◆ What is asked
Transcribe every one of the records below line for line, leaving the pictures out of your copy.

Photo-based point labeling data:
------------------------------------
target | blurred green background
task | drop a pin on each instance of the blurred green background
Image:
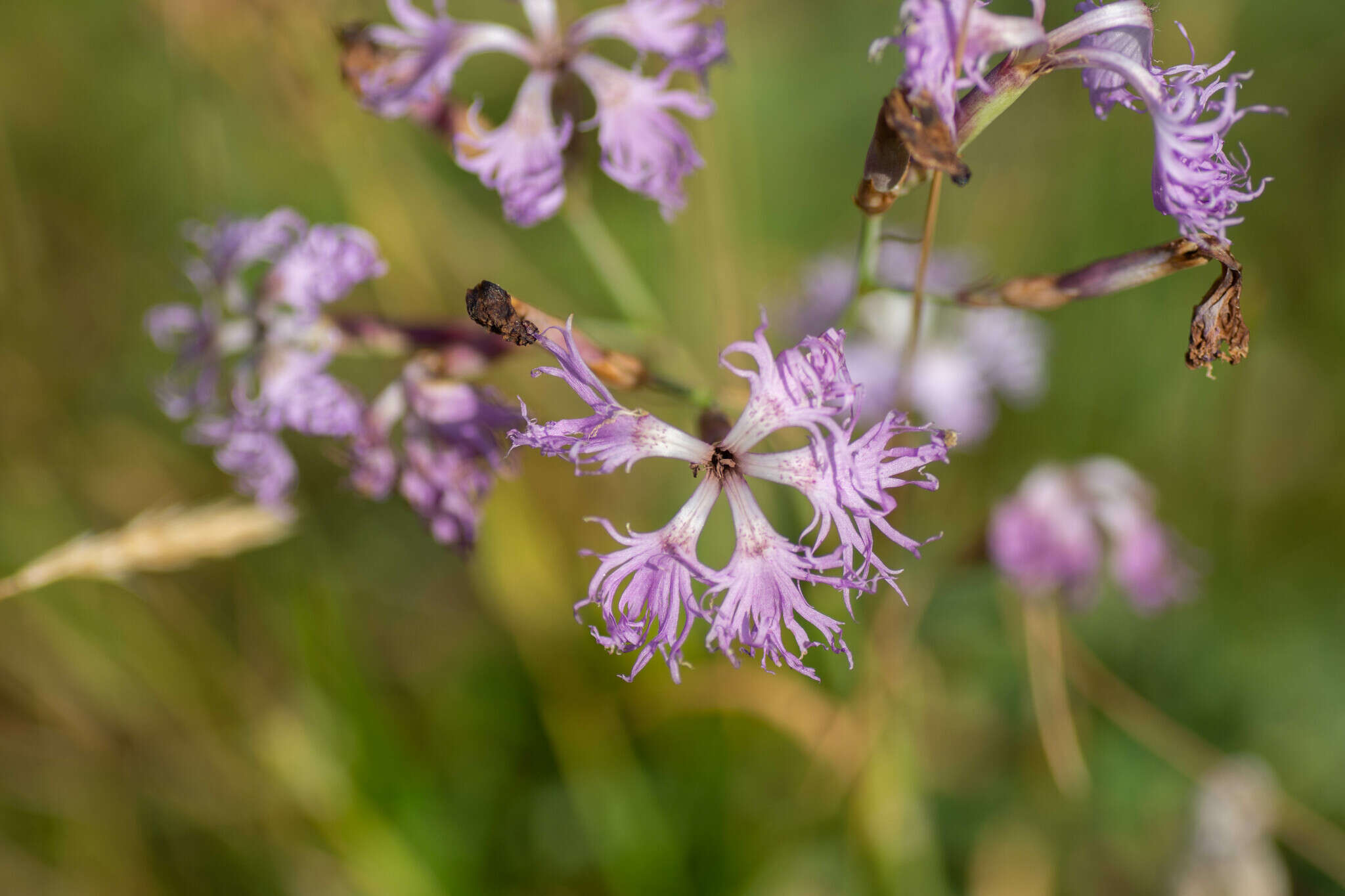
(361, 711)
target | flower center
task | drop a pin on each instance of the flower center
(721, 461)
(720, 465)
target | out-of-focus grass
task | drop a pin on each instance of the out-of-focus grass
(358, 711)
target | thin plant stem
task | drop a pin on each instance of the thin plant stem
(866, 264)
(908, 355)
(632, 297)
(1051, 698)
(1308, 833)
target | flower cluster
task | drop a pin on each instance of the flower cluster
(1052, 535)
(1192, 109)
(966, 358)
(645, 589)
(643, 147)
(449, 456)
(252, 363)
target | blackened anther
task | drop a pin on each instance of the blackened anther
(491, 307)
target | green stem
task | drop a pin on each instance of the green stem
(699, 398)
(634, 299)
(866, 264)
(978, 108)
(908, 356)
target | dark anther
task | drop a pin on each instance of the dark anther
(713, 425)
(721, 461)
(490, 305)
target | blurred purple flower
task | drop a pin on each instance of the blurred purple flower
(930, 34)
(1051, 536)
(521, 160)
(643, 147)
(966, 358)
(252, 363)
(252, 453)
(449, 456)
(233, 245)
(646, 589)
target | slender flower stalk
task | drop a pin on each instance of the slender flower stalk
(1053, 535)
(252, 364)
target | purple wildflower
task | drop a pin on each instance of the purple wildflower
(931, 32)
(252, 453)
(1051, 536)
(430, 51)
(236, 244)
(449, 454)
(1191, 105)
(250, 363)
(646, 587)
(967, 356)
(323, 267)
(643, 147)
(521, 160)
(663, 27)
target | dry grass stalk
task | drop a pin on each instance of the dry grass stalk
(156, 542)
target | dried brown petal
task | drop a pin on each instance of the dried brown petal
(491, 307)
(359, 54)
(884, 168)
(1103, 277)
(713, 425)
(1218, 317)
(926, 136)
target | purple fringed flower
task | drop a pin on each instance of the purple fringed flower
(657, 608)
(643, 147)
(252, 363)
(1051, 536)
(236, 244)
(323, 267)
(646, 587)
(449, 456)
(663, 27)
(521, 160)
(1126, 28)
(930, 34)
(1191, 105)
(430, 50)
(252, 453)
------------------------------------
◆ The output
target | blurred green background
task | drop a pin on each instance of the blurred green background
Image:
(361, 711)
target | flower center
task | drop a pin on each instance of the flower center
(721, 461)
(720, 465)
target | out-of-focus grass
task | drop a pin on each instance of the out-of-focus grass
(358, 711)
target | thin plant stem
task | drop a pin on each instance of the thin plant stem
(866, 264)
(908, 355)
(632, 297)
(1051, 698)
(1308, 833)
target | flower cluster
task | drop a pin on each instance of the flower cluster
(1052, 535)
(1192, 109)
(966, 358)
(645, 589)
(643, 147)
(449, 456)
(252, 363)
target | blackened anther
task | drop a pin on each instance of the blackened anther
(491, 307)
target | green stem
task | drop a pin on each instance of the green stem
(699, 398)
(634, 299)
(866, 264)
(978, 108)
(908, 356)
target | dark anther
task | drop a pin on each instance of the dark anther
(713, 425)
(721, 461)
(490, 305)
target | blurred purple flower
task | drop a pin on each instance of the blurred purple flower
(930, 34)
(1051, 536)
(521, 160)
(643, 147)
(966, 358)
(252, 363)
(252, 453)
(449, 456)
(233, 245)
(646, 589)
target | slender flower stalk
task | drop a pin on each instance of the slender flower stalk
(1053, 535)
(252, 364)
target | purple wildflower
task | drop a pin on each instance of the purple wildflower
(931, 32)
(252, 453)
(1051, 536)
(430, 51)
(236, 244)
(449, 454)
(1191, 105)
(250, 363)
(646, 587)
(967, 356)
(323, 267)
(643, 147)
(521, 160)
(663, 27)
target | dry grass stalk
task | drop a pin on each instance of the dry grass stalk
(156, 542)
target | dried brown petal
task | drop a pin on each instance of the dried brown petal
(491, 307)
(359, 54)
(884, 168)
(1103, 277)
(713, 425)
(1218, 317)
(926, 136)
target | purple fringed flower
task | drop a pin on each instance of the purple fringed flower
(657, 608)
(643, 147)
(252, 363)
(1051, 536)
(236, 244)
(323, 267)
(646, 587)
(449, 456)
(663, 27)
(521, 160)
(1126, 28)
(930, 34)
(1191, 105)
(430, 50)
(252, 453)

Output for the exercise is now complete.